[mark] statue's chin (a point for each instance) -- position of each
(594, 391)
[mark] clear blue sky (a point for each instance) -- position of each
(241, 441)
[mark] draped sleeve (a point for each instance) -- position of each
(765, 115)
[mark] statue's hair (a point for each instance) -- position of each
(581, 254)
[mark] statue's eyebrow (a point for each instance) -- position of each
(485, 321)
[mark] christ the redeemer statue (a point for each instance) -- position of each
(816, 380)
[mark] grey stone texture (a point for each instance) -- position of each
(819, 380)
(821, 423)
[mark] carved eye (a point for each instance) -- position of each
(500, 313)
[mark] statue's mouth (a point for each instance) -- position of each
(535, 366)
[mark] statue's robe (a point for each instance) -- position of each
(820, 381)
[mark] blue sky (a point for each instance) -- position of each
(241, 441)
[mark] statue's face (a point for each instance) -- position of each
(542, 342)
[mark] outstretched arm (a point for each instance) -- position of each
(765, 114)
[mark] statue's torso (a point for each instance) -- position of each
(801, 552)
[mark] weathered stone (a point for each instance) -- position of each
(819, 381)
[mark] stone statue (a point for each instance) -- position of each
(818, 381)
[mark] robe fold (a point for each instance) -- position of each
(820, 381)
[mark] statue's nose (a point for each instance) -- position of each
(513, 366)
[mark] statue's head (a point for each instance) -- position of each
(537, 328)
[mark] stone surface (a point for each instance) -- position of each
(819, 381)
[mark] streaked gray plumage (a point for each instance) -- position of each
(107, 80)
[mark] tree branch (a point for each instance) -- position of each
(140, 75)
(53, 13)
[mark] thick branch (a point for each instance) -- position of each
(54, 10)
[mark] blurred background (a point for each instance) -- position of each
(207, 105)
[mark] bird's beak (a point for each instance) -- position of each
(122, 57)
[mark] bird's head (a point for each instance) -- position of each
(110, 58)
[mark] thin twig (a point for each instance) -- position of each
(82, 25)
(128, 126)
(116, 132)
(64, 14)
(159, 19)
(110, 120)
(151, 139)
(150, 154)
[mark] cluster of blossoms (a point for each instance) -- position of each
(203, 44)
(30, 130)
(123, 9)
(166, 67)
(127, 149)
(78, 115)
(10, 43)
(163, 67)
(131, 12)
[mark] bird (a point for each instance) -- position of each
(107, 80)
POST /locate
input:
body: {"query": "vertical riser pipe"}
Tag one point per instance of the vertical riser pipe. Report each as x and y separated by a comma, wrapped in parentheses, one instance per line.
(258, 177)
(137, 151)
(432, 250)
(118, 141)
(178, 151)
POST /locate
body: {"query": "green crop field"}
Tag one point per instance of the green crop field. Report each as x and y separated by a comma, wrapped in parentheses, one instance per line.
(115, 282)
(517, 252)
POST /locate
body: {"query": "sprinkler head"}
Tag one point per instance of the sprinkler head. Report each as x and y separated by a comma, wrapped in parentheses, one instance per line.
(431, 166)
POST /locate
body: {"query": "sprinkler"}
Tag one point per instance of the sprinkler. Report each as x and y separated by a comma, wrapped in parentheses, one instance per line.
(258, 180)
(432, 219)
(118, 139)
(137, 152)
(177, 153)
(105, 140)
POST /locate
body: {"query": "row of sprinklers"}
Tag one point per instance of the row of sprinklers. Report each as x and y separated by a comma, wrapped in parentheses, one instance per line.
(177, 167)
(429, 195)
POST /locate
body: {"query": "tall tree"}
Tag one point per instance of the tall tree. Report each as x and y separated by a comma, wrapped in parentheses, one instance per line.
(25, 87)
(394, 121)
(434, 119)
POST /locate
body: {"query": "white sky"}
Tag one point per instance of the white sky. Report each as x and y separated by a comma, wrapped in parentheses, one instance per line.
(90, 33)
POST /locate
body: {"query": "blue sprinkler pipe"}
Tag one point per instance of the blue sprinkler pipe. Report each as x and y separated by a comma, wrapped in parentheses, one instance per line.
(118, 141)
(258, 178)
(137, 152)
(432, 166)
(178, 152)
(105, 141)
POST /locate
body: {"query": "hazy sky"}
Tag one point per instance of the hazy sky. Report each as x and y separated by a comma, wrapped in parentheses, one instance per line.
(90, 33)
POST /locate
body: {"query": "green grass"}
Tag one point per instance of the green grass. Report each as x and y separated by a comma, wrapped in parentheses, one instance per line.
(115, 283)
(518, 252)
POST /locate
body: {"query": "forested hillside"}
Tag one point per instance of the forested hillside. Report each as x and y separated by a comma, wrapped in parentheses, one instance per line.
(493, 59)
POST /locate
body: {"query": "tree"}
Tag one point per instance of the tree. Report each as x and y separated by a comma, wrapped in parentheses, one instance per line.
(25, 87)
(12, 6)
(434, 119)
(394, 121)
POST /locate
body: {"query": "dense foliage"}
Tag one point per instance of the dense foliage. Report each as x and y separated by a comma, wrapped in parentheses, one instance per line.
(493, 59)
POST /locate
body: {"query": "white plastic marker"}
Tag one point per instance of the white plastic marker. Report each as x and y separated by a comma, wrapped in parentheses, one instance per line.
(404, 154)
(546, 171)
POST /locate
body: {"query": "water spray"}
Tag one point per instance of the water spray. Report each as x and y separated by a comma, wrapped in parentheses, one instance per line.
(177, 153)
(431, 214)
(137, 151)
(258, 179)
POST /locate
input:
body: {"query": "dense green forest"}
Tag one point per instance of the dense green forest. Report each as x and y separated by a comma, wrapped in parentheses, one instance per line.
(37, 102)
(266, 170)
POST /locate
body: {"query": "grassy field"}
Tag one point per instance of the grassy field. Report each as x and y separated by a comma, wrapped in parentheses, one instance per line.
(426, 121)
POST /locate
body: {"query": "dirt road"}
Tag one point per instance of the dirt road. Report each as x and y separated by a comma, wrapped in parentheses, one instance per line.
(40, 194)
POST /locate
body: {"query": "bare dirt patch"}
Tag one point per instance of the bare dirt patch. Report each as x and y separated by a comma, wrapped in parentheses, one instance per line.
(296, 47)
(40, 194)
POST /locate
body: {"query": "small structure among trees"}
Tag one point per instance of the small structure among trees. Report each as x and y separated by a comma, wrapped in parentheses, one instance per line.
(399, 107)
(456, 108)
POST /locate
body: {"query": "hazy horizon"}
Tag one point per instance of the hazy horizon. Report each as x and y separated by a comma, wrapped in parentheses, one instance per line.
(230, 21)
━━━━━━━━
#### PROBLEM STATEMENT
Please write out the whole listing once more, exactly.

#### REPLY
[mark] statue's chin (a point for each instance) -- position of each
(594, 391)
[mark] clear blue sky (a point for each instance) -- position of each
(241, 441)
[mark] draped sleeve (a point for each instance) -- position of each
(765, 115)
[mark] statue's hair (a point for each instance) -- position of each
(581, 254)
[mark] statue's eyebrow (a point for each instance) -- position of each
(485, 321)
[mark] christ the redeemer statue (a point for each instance) -- position of each
(816, 380)
[mark] grey stone texture (a point for each instance) -- position of each
(819, 380)
(821, 423)
[mark] carved eye (a point for each instance) -- position of each
(500, 313)
[mark] statue's mouth (a point for each instance) -- position of each
(535, 366)
[mark] statue's robe (a point for each instance) -- position of each
(820, 381)
[mark] blue sky (a point for each instance) -- position of each
(241, 441)
[mark] statue's face (a point for each instance) -- position of each
(542, 342)
[mark] outstretched arm (a point for each instance) -- position of each
(765, 114)
[mark] statue's torso (a point for each instance) -- position of each
(801, 552)
[mark] weathered stone (a point for each instance) -- position of each
(819, 381)
[mark] stone statue (a point for each instance) -- position of each
(818, 381)
[mark] robe fold (a point for each instance) -- position of each
(820, 381)
[mark] statue's nose (a point for each instance) -- position of each
(513, 366)
[mark] statue's head (a point for each instance) -- position of each
(537, 328)
[mark] stone surface (a point for each instance) -- position of each
(819, 381)
[mark] streaked gray plumage (a point for each instance) -- position of each
(107, 80)
[mark] tree branch (a point for each instance) -- position of each
(140, 75)
(53, 13)
[mark] thick branch (a point for each instance) -- position of each
(54, 10)
[mark] blurred background (a point for each instance) -- position of each
(207, 105)
[mark] bird's beak (a point for each instance) -- position of each
(122, 57)
[mark] bird's head (a point for each instance) -- position of each
(110, 58)
[mark] thin twig (a point for each instance) -- position of each
(82, 25)
(128, 126)
(116, 132)
(64, 14)
(159, 19)
(110, 120)
(151, 139)
(150, 154)
[mark] cluster of blossoms (a point for each instance) -- position of each
(203, 44)
(30, 130)
(123, 9)
(166, 67)
(127, 149)
(78, 115)
(10, 43)
(163, 67)
(131, 12)
[mark] bird (a point for each instance) -- position of each
(107, 80)
POST /locate
input:
body: {"query": "vertical riser pipe"}
Tag one point per instance of the vertical riser pipe. Report each as x and y separated by a comma, wrapped in parentheses, one instance per line.
(258, 177)
(137, 151)
(432, 250)
(118, 141)
(178, 151)
POST /locate
body: {"query": "green crop field"}
Tag one point per instance of the green crop field. Report each as x and y separated by a comma, wrapped in parentheses, one instance per line.
(115, 282)
(517, 252)
POST /locate
body: {"query": "sprinkler head"}
Tag one point per instance of the sprinkler head. Report each as x and y separated by a comma, wrapped in parentheses, one instance per line.
(431, 166)
POST /locate
body: {"query": "sprinkler"}
Tag one point per instance of the sprinkler. Report each as x and y separated by a comma, wrapped in parentheses, one instance per line.
(258, 180)
(432, 219)
(118, 139)
(137, 152)
(177, 153)
(105, 140)
POST /locate
body: {"query": "row of sprinklers"}
Tag one point per instance of the row of sprinklers. Report each as x and y separated by a comma, wrapped in parentheses, one instance per line.
(177, 167)
(429, 195)
POST /locate
body: {"query": "tall tree"}
Tag one point per instance of the tall tree. Report each as x and y separated by a comma, wrapped in parentheses, one instance per line.
(25, 87)
(394, 121)
(434, 119)
POST /locate
body: {"query": "white sky"}
Tag one point per instance of the white sky. Report each as x and y separated by a comma, wrapped in parentheses, one instance per line.
(90, 33)
POST /locate
body: {"query": "blue sprinkler pipe"}
Tag one point per instance of the blue sprinkler pipe. Report each as x and y separated by a comma, wrapped in parentheses, one instance per line.
(118, 141)
(258, 178)
(137, 152)
(432, 166)
(178, 152)
(105, 141)
POST /locate
body: {"query": "hazy sky"}
Tag one point per instance of the hazy sky. Report each as x and y separated by a comma, wrapped in parentheses, one instance per line.
(90, 33)
POST /locate
body: {"query": "green grass"}
Tag one point per instance of the green grass. Report each as x and y separated by a comma, wrapped in parentheses, one instance per line.
(115, 283)
(518, 252)
POST /locate
body: {"query": "forested hillside"}
Tag one point per instance of the forested hillside. Report each as x and y separated by a comma, wrapped in parentheses, one instance per line.
(493, 59)
POST /locate
body: {"query": "tree"}
Tag one point per instance of the tree. Report each as x and y separated by a comma, wrapped in parentheses, one instance per line.
(25, 87)
(12, 6)
(434, 119)
(394, 121)
POST /locate
body: {"query": "dense foliage"}
Tag one point per instance of the dense foliage. Report each as x and y separated by a comma, wrapped in parentheses, one instance per line.
(493, 59)
POST /locate
body: {"query": "white plastic marker"}
Tag one point per instance of the white plastic marker. Report each as x and y separated by a comma, wrapped in parentheses, one instance per line.
(404, 154)
(546, 171)
POST /locate
body: {"query": "water spray"}
Tag one point per instance of the water spray. Report each as x and y separated by a comma, wrapped in parentheses, one instance per line.
(177, 153)
(431, 214)
(137, 151)
(258, 179)
POST /locate
input:
body: {"query": "dense green forest"}
Tag one point per instance of the dense green forest. Report each as x and y separated by a comma, wrapped in parentheses, one instance per line.
(37, 102)
(266, 170)
POST /locate
body: {"query": "grassy field"}
Tag one point per instance of the grassy field. Report each as x and y separated by a comma, wrapped in parentheses, one instance per line.
(426, 121)
POST /locate
body: {"query": "dirt road"}
Tag one point per instance of the dirt road. Report each as x and y separated by a comma, wrapped in parentheses, one instance per line.
(40, 194)
POST /locate
body: {"query": "bare dirt patch"}
Tag one point per instance of the bare dirt patch. Report each as x and y separated by a comma, wrapped in parentheses, one instance per line.
(296, 47)
(40, 194)
POST /locate
body: {"query": "small structure among trees"}
Tag one point per instance of the small structure among trees. Report each as x and y separated by a comma, wrapped in parentheses, one instance per line.
(399, 107)
(456, 108)
POST /locate
body: {"query": "hazy horizon"}
Tag one point per instance of the hazy horizon. Report each as x and y separated by a comma, wrapped in parentheses, one instance per line.
(230, 21)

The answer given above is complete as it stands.